── DATA PROVIDED ──
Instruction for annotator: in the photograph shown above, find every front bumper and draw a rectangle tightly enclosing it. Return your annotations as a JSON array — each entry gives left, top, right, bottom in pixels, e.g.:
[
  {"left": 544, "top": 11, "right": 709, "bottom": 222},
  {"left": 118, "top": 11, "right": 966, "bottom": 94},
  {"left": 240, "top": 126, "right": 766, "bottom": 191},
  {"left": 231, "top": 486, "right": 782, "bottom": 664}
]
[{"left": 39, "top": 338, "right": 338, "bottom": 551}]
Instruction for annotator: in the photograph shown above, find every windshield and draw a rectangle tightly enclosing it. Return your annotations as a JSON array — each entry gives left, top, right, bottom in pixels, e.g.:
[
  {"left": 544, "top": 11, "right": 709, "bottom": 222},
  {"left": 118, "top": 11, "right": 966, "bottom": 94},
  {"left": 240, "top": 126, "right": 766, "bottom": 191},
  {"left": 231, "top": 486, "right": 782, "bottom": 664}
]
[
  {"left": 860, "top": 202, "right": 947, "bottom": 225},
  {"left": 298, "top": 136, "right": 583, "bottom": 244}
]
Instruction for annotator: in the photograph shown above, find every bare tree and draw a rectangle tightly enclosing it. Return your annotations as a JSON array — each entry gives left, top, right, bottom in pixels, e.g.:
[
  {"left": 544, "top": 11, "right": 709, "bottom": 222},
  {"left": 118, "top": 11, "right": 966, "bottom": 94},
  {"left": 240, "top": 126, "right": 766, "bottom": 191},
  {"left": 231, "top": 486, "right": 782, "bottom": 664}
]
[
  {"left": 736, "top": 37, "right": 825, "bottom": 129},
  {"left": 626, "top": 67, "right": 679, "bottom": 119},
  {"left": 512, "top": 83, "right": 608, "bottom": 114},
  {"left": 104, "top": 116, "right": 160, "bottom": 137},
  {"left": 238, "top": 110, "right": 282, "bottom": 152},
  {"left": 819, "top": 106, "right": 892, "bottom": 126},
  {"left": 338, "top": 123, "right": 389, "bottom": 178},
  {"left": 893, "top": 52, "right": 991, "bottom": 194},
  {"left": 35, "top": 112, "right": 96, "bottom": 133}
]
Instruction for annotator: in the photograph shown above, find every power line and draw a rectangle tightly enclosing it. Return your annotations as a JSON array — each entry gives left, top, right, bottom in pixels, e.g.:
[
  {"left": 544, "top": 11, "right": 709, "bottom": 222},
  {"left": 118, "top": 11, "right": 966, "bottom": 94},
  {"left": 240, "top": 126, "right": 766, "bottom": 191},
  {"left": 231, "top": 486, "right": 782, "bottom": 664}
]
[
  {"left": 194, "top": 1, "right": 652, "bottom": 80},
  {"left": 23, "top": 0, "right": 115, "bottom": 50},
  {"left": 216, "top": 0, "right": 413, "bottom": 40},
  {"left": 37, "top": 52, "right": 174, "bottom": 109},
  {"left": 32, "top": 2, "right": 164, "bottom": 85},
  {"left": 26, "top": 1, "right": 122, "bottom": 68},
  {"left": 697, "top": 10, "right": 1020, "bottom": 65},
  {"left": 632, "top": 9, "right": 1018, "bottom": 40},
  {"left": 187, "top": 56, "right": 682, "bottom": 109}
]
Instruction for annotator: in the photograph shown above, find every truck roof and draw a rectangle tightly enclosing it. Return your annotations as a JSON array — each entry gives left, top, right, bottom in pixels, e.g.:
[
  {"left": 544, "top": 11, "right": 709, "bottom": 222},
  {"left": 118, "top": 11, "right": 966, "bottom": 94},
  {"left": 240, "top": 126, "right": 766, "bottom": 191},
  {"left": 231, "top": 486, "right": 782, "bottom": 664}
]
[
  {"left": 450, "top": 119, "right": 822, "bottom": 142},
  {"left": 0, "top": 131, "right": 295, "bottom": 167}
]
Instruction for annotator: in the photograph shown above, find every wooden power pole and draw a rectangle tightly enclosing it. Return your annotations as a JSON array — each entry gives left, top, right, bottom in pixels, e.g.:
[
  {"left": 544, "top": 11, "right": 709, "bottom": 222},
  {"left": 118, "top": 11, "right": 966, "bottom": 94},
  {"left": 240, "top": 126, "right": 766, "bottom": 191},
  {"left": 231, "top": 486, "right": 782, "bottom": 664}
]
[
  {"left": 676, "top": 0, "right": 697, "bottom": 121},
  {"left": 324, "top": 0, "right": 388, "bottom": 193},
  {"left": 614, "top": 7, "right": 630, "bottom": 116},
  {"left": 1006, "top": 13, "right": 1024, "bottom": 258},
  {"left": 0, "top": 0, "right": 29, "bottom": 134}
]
───
Reproduce all of the material above word for word, without adding, dropping, or changing anything.

Instruction for annotator: in the photograph shown above, find every front bumper and draw a rectangle tightly enclosing it. Return your annotations as a JSON array — each entry gives left, top, right, bottom in pixels, e.g.:
[
  {"left": 544, "top": 11, "right": 709, "bottom": 222},
  {"left": 118, "top": 11, "right": 966, "bottom": 94},
  {"left": 240, "top": 126, "right": 766, "bottom": 191},
  {"left": 231, "top": 486, "right": 782, "bottom": 664}
]
[{"left": 39, "top": 338, "right": 338, "bottom": 551}]
Instruction for annotator: in the photograph shown above, find every windshield and draw a rectangle tightly enclosing it. Return your annotations as a JSON array — each entry gives left, top, right, bottom in pixels, e.g.:
[
  {"left": 544, "top": 11, "right": 709, "bottom": 222},
  {"left": 118, "top": 11, "right": 966, "bottom": 94},
  {"left": 240, "top": 126, "right": 766, "bottom": 191},
  {"left": 231, "top": 486, "right": 782, "bottom": 664}
]
[
  {"left": 860, "top": 202, "right": 947, "bottom": 225},
  {"left": 298, "top": 136, "right": 583, "bottom": 244}
]
Instruction for annotator: in the photograph shown above, find every bare tree and draw a rectangle tightly enclosing it. Return your annotations as a JSON array — each entry gives left, top, right, bottom in pixels, e.g.:
[
  {"left": 544, "top": 11, "right": 709, "bottom": 222},
  {"left": 118, "top": 11, "right": 966, "bottom": 94},
  {"left": 240, "top": 126, "right": 766, "bottom": 191},
  {"left": 231, "top": 486, "right": 782, "bottom": 664}
]
[
  {"left": 736, "top": 37, "right": 825, "bottom": 129},
  {"left": 626, "top": 67, "right": 679, "bottom": 119},
  {"left": 512, "top": 83, "right": 608, "bottom": 114},
  {"left": 104, "top": 116, "right": 160, "bottom": 137},
  {"left": 238, "top": 110, "right": 282, "bottom": 152},
  {"left": 819, "top": 106, "right": 892, "bottom": 126},
  {"left": 338, "top": 123, "right": 389, "bottom": 178},
  {"left": 893, "top": 52, "right": 991, "bottom": 194},
  {"left": 35, "top": 112, "right": 96, "bottom": 133}
]
Instruction for annotator: in the photograph shown above, find every power line and draw a rectangle tightly enclosing it. Return your annotations as a JSON array — each entry gives left, top, right, bottom in pixels, e.g.:
[
  {"left": 544, "top": 11, "right": 709, "bottom": 222},
  {"left": 118, "top": 11, "right": 966, "bottom": 94},
  {"left": 240, "top": 126, "right": 766, "bottom": 191},
  {"left": 231, "top": 486, "right": 782, "bottom": 664}
]
[
  {"left": 194, "top": 1, "right": 652, "bottom": 80},
  {"left": 23, "top": 0, "right": 115, "bottom": 50},
  {"left": 216, "top": 0, "right": 413, "bottom": 40},
  {"left": 37, "top": 52, "right": 174, "bottom": 109},
  {"left": 32, "top": 2, "right": 164, "bottom": 85},
  {"left": 26, "top": 1, "right": 122, "bottom": 68},
  {"left": 697, "top": 10, "right": 1020, "bottom": 65},
  {"left": 632, "top": 9, "right": 1018, "bottom": 40},
  {"left": 187, "top": 56, "right": 682, "bottom": 109}
]
Instruction for annotator: in the photograph shown above, find every truck roof and draw a rectangle tightly enclosing it. Return your annotations as a JSON array — each entry gives left, top, right, bottom in pixels, e.g.:
[
  {"left": 544, "top": 11, "right": 709, "bottom": 222},
  {"left": 118, "top": 11, "right": 966, "bottom": 94},
  {"left": 240, "top": 126, "right": 766, "bottom": 191},
  {"left": 231, "top": 486, "right": 782, "bottom": 664}
]
[
  {"left": 450, "top": 119, "right": 822, "bottom": 142},
  {"left": 0, "top": 131, "right": 295, "bottom": 167}
]
Instruction for annotator: in the photograph shown above, find every wooden power pole and draw a rectangle tightly enclosing it. Return your annotations as a JSON array — each entry gives left, top, right, bottom in pixels, e.g.:
[
  {"left": 544, "top": 11, "right": 709, "bottom": 222},
  {"left": 118, "top": 11, "right": 966, "bottom": 94},
  {"left": 240, "top": 126, "right": 766, "bottom": 191},
  {"left": 231, "top": 486, "right": 782, "bottom": 664}
]
[
  {"left": 676, "top": 0, "right": 697, "bottom": 121},
  {"left": 324, "top": 0, "right": 388, "bottom": 193},
  {"left": 614, "top": 7, "right": 630, "bottom": 116},
  {"left": 1006, "top": 13, "right": 1024, "bottom": 258},
  {"left": 0, "top": 0, "right": 29, "bottom": 134}
]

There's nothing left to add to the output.